(Source records)
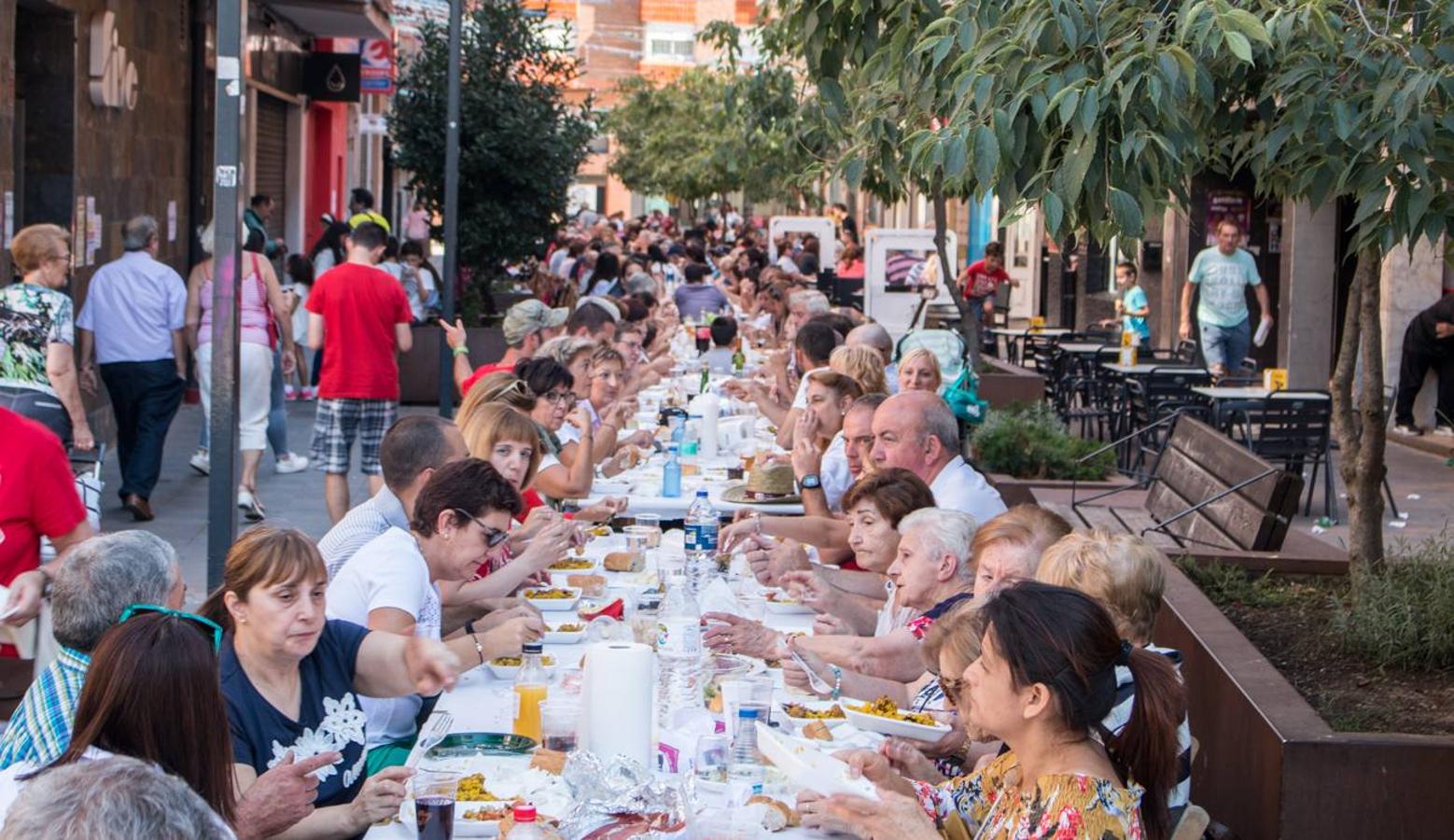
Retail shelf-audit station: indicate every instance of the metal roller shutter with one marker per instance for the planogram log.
(271, 159)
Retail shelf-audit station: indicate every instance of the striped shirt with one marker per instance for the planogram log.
(41, 728)
(361, 525)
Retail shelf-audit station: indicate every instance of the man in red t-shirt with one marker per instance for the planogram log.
(358, 315)
(36, 498)
(980, 281)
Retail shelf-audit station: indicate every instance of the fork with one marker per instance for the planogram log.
(816, 682)
(434, 731)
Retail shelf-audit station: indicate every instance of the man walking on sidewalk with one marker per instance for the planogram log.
(358, 315)
(134, 313)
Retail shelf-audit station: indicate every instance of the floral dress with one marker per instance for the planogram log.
(990, 805)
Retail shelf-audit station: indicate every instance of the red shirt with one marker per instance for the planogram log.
(479, 373)
(980, 282)
(36, 493)
(359, 307)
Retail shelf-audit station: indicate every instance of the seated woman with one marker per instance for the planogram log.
(150, 693)
(1044, 679)
(1125, 574)
(930, 573)
(919, 371)
(393, 584)
(291, 679)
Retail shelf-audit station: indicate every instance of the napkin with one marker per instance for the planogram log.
(719, 597)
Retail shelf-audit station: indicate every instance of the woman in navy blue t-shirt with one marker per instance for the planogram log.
(291, 679)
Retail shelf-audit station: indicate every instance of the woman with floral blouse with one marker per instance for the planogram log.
(1044, 679)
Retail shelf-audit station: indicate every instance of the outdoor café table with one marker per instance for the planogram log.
(1222, 396)
(1013, 339)
(483, 704)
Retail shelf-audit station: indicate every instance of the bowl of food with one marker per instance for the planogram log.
(506, 667)
(552, 597)
(885, 717)
(565, 634)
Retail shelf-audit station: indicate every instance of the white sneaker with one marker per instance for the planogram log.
(291, 462)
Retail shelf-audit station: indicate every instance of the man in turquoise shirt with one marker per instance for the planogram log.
(1222, 308)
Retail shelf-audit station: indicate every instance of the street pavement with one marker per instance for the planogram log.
(297, 500)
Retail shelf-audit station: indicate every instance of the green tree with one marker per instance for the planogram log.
(1357, 104)
(519, 141)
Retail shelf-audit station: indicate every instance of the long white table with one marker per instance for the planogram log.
(483, 704)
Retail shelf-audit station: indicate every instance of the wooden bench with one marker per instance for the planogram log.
(1211, 500)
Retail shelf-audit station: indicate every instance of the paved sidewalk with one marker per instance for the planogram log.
(180, 497)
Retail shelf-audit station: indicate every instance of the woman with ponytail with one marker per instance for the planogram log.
(1044, 680)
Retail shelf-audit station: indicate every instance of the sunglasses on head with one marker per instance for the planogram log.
(493, 537)
(203, 623)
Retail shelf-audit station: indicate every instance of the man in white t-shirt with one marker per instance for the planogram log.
(917, 432)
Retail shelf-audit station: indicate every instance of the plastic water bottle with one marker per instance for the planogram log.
(745, 772)
(672, 474)
(679, 652)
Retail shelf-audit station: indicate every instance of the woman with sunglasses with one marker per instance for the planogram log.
(292, 680)
(391, 584)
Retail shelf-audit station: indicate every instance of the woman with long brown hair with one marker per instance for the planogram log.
(1042, 682)
(151, 693)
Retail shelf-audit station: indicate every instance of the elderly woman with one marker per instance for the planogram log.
(99, 579)
(291, 679)
(1042, 680)
(930, 571)
(391, 584)
(919, 371)
(36, 333)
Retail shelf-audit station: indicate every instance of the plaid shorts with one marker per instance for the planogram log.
(339, 422)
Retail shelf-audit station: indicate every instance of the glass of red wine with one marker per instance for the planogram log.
(435, 793)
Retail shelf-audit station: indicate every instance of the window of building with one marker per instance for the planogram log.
(671, 42)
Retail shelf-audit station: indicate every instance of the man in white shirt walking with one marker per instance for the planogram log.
(917, 432)
(133, 317)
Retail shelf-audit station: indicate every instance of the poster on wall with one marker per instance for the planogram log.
(1223, 203)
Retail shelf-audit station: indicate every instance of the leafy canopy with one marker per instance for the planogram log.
(519, 141)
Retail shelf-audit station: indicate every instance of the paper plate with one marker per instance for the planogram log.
(891, 727)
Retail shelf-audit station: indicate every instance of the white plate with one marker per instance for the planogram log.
(796, 724)
(508, 672)
(552, 603)
(810, 767)
(554, 637)
(789, 607)
(891, 727)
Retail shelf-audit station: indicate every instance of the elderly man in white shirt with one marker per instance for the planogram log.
(917, 432)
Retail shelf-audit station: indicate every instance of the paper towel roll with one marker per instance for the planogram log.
(710, 407)
(617, 692)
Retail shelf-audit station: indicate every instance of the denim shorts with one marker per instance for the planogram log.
(338, 423)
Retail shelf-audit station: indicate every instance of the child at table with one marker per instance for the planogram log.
(1133, 307)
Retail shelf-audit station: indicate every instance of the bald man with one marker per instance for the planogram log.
(875, 338)
(916, 430)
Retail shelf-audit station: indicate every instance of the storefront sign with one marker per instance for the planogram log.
(112, 75)
(377, 67)
(332, 76)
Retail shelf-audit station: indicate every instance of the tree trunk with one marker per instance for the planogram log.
(1358, 419)
(969, 325)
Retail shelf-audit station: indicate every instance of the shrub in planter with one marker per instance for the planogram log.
(1028, 441)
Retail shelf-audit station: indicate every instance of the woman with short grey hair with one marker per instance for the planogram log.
(119, 798)
(99, 579)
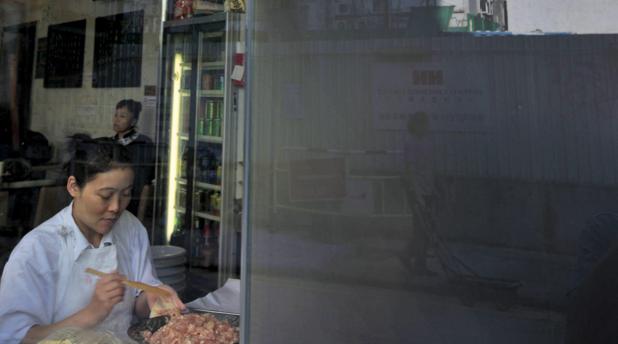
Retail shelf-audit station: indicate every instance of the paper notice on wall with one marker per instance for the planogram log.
(452, 90)
(148, 118)
(88, 111)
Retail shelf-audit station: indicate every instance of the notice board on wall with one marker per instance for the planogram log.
(65, 54)
(118, 50)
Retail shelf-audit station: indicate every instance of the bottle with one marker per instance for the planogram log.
(198, 241)
(210, 118)
(216, 125)
(219, 171)
(200, 125)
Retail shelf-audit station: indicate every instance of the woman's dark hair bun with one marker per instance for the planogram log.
(133, 106)
(89, 156)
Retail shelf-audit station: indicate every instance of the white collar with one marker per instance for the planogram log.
(69, 227)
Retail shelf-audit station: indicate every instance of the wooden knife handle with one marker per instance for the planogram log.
(137, 285)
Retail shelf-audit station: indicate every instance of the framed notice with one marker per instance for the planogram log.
(65, 54)
(118, 50)
(41, 58)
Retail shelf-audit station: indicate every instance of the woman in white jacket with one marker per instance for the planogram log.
(44, 286)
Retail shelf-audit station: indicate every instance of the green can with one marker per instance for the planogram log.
(210, 118)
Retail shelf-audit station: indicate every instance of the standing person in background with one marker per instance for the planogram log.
(139, 145)
(421, 191)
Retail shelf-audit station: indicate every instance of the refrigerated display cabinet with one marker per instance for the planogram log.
(196, 201)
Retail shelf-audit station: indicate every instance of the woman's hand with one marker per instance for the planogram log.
(108, 292)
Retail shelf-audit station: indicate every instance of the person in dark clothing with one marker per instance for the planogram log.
(139, 145)
(419, 181)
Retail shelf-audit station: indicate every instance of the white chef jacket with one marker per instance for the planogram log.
(32, 276)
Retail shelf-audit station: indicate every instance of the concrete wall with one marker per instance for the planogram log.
(59, 112)
(574, 16)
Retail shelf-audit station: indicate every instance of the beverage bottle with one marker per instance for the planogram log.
(219, 171)
(210, 118)
(216, 127)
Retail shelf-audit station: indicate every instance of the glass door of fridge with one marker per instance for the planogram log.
(175, 144)
(207, 179)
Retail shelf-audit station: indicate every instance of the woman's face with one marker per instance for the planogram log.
(123, 120)
(99, 203)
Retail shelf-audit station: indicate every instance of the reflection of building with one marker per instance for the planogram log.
(416, 16)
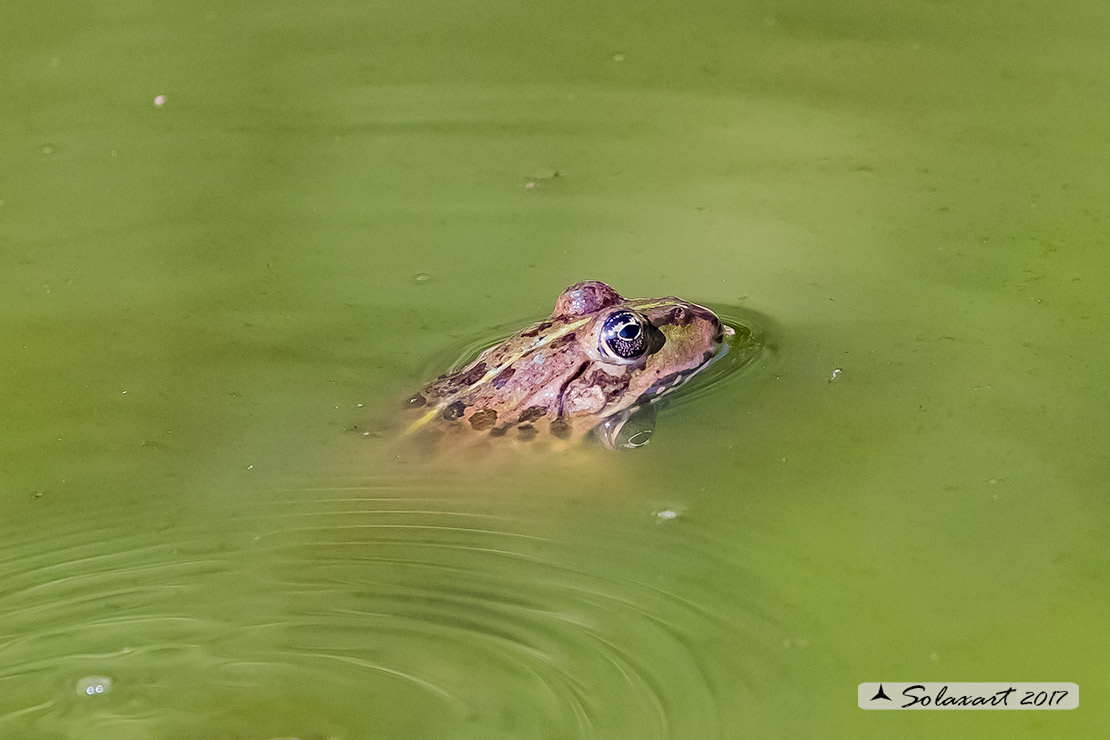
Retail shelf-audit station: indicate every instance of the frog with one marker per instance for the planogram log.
(589, 367)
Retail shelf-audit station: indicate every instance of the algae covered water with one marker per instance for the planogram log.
(234, 236)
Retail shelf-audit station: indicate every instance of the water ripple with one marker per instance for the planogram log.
(463, 615)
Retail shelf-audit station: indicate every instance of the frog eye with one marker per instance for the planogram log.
(626, 336)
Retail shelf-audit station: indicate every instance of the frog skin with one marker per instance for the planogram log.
(588, 366)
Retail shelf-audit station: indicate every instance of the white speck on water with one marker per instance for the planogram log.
(91, 686)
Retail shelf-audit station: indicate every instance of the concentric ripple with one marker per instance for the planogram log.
(353, 609)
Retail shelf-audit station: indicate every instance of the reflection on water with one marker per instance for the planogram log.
(444, 611)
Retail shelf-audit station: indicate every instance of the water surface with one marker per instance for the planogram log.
(207, 303)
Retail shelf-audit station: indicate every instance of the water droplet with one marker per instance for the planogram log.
(92, 686)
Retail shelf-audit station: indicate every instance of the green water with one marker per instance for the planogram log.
(203, 304)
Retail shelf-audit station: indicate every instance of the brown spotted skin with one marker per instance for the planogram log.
(555, 379)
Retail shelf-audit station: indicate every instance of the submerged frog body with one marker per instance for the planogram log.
(595, 360)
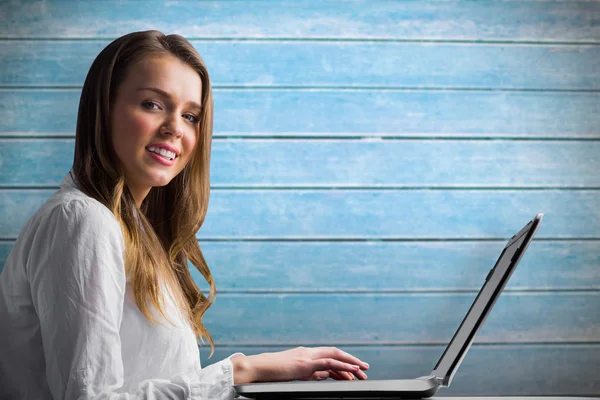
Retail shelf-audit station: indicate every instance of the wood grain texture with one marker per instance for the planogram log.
(333, 64)
(375, 214)
(507, 370)
(404, 318)
(322, 266)
(347, 163)
(322, 232)
(572, 21)
(340, 112)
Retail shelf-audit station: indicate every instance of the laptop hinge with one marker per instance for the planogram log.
(440, 381)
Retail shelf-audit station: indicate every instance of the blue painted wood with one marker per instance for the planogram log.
(337, 112)
(403, 318)
(451, 20)
(525, 370)
(346, 163)
(389, 266)
(394, 214)
(326, 64)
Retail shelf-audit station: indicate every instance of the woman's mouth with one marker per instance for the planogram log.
(163, 156)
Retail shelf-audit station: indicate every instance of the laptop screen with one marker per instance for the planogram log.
(493, 286)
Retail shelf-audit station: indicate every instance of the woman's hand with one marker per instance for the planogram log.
(300, 363)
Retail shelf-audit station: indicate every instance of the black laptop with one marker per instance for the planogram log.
(444, 370)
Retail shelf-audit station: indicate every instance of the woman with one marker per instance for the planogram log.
(96, 299)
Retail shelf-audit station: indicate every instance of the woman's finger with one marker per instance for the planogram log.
(338, 354)
(341, 375)
(320, 375)
(330, 363)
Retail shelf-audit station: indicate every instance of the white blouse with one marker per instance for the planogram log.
(69, 326)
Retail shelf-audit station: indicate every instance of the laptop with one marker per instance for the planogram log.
(446, 367)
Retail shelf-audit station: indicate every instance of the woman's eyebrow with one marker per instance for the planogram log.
(167, 95)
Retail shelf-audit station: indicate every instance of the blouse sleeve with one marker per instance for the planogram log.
(78, 283)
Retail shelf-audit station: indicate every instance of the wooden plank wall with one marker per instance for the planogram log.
(370, 160)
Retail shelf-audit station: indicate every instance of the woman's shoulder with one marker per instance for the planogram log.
(69, 207)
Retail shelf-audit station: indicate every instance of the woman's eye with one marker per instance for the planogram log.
(194, 119)
(149, 102)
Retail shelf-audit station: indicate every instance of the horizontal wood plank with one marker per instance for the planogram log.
(375, 214)
(451, 20)
(403, 318)
(338, 112)
(347, 163)
(327, 64)
(389, 266)
(511, 370)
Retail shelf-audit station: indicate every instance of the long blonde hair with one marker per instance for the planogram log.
(160, 235)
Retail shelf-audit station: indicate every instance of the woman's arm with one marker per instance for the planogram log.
(78, 283)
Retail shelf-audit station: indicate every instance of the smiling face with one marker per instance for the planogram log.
(155, 114)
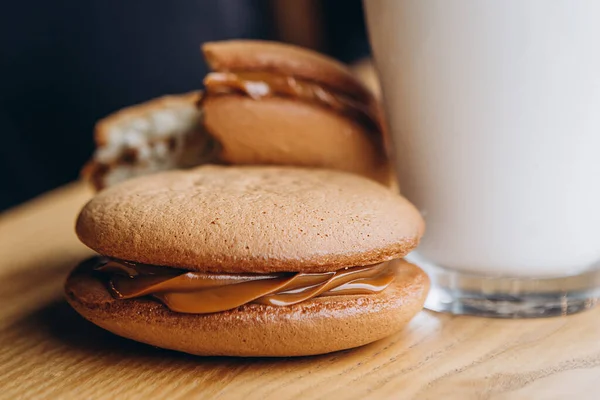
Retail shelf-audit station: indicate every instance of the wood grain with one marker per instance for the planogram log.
(48, 351)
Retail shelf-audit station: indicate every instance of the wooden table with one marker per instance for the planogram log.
(48, 351)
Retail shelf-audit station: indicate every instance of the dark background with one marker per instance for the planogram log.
(65, 64)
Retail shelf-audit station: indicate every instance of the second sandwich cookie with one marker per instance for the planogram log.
(249, 261)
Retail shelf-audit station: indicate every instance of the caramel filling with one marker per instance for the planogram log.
(258, 85)
(202, 293)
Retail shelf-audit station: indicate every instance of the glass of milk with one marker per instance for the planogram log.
(494, 110)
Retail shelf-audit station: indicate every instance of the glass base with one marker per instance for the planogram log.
(466, 293)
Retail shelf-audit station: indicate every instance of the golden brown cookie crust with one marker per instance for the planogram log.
(284, 59)
(317, 326)
(251, 219)
(281, 131)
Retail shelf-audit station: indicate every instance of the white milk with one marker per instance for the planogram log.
(494, 106)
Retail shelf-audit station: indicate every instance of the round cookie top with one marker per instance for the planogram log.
(281, 58)
(251, 219)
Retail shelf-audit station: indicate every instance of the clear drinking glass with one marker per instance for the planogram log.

WORK REQUIRED >> Please write out the lines starting at the one containing "the glass base" and ending at the last line, swapping "cookie" for "biscuit" and leaving everything else unchanged.

RESULT OF THIS EXERCISE >>
Retail shelf-audit station: indicate every instance of the glass base with one marker per instance for the planogram log.
(466, 293)
Retail shelf-audit station: indicate every instance of the golden brown biscuit crust with one marker per instance for the planogram log.
(284, 59)
(317, 326)
(251, 219)
(281, 131)
Retail shelf-audit station: indicate every instance of the white milk with one marker per instance for the planogram log.
(494, 106)
Retail shelf-audit station: indicate every instance of the round biscuit top with one marker per instance for the planogram log.
(281, 58)
(251, 219)
Retail shelf-audit station: indicate every instance of the clear drinking glass with one marker per instance for the planogram log.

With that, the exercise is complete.